**Yapmanız gerekenler**
- a) Seçim konuşmasında "Ali Babacan'ın yakın" sözlerinden "Biraz bizden öğrensinler." sözlerine kadar olan bölümü, bu iki yer de dahil olmak üzere, hiç değiştirmeden yazar mısınız?
- b) Listenin tamamını düzenleyip "one point per instance" ifadesinin geçtiği her yere "one point per object" koyarak, geri kalan her şeyi olduğu gibi bırakıp yeniden verir misiniz?

**Seçilen metin**
/---

Ve hiç endişeniz olmasına. Gün gelecek DEVA kadroları bu ülkeyi yönetecek. Belediyeleriyle, merkez hükümetiyle. Bunu inşallah başaracağız.
Bu seçim arkadaşlar evet yerel seçim belediye başkanlarımızı seçeceğiz. Bu seçimde evet belediye meclis üyelerini seçeceğiz ama bu seçim aynı zamanda merkezi hükûmete de bir uyarı arkadaşlar.
Merkezi hükûmetten memnun değilsek, merkezi hükûmetti uyarmak istiyorsak “arkadaş aklını başına al, genel seçimlerden bu yana 7 ay geçti. Sen bu ülkenin hiçbir sorunu çözemiyorsun ya…”
Ali Babacan'ın yakın çalışma ekibindeki bir iki kişiyi ekonominin başına getirmekle bu iş çözülmez. Çünkü hukuk olmayınca ekonomi olmaz. Adalet olmayınca bu ülkeye refah gelmez. Bunu anlamıyorlar.
Siz her gün Anayasayı çiğneyip daha sonra dönüp de bu ülkenin milli gelirini yükseltemezsiniz. Böyle bir şey yok.
İşte bunun içindir ki arkadaşlar bu seçim hükûmete aynı zamanda bir uyarı seçimidir. “Aklını başına al seçimidir” ve bu seçim hükümete bir “sarı kart” gösterme seçimidir. Hep beraber sarı kartı göstereceğiz ki bir sonraki genel seçime kadar biraz akıllarını başlarına alsınlar. Biraz bizden öğrensinler.
Bir sonraki genel seçimde de inşallah DEVA kadroları olarak ülkenin yönetimini o emaneti teslim alacağız. Ve sadece Türkiye'ye değil tüm bu geniş coğrafyaya etkin ve temiz yönetim nasıl olurmuş İnşallah göstereceğiz.

\---

**Alıştırma verileri**
/---

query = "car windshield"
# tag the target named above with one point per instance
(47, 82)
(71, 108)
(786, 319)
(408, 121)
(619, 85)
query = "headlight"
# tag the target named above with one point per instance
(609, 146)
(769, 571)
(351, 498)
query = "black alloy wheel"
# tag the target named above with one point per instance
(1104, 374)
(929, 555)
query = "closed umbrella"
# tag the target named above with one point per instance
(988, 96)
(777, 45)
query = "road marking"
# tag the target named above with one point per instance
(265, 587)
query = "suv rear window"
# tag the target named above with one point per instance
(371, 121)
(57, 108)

\---

**Cevap listesi**
- a)
Ali Babacan'ın yakın çalışma ekibindeki bir iki kişiyi ekonominin başına getirmekle bu iş çözülmez. Çünkü hukuk olmayınca ekonomi olmaz. Adalet olmayınca bu ülkeye refah gelmez. Bunu anlamıyorlar.
Siz her gün Anayasayı çiğneyip daha sonra dönüp de bu ülkenin milli gelirini yükseltemezsiniz. Böyle bir şey yok.
İşte bunun içindir ki arkadaşlar bu seçim hükûmete aynı zamanda bir uyarı seçimidir. “Aklını başına al seçimidir” ve bu seçim hükümete bir “sarı kart” gösterme seçimidir. Hep beraber sarı kartı göstereceğiz ki bir sonraki genel seçime kadar biraz akıllarını başlarına alsınlar. Biraz bizden öğrensinler.

- b)
query = "car windshield"
# tag the target named above with one point per object
(47, 82)
(71, 108)
(786, 319)
(408, 121)
(619, 85)
query = "headlight"
# tag the target named above with one point per object
(609, 146)
(769, 571)
(351, 498)
query = "black alloy wheel"
# tag the target named above with one point per object
(1104, 374)
(929, 555)
query = "closed umbrella"
# tag the target named above with one point per object
(988, 96)
(777, 45)
query = "road marking"
# tag the target named above with one point per object
(265, 587)
query = "suv rear window"
# tag the target named above with one point per object
(371, 121)
(57, 108)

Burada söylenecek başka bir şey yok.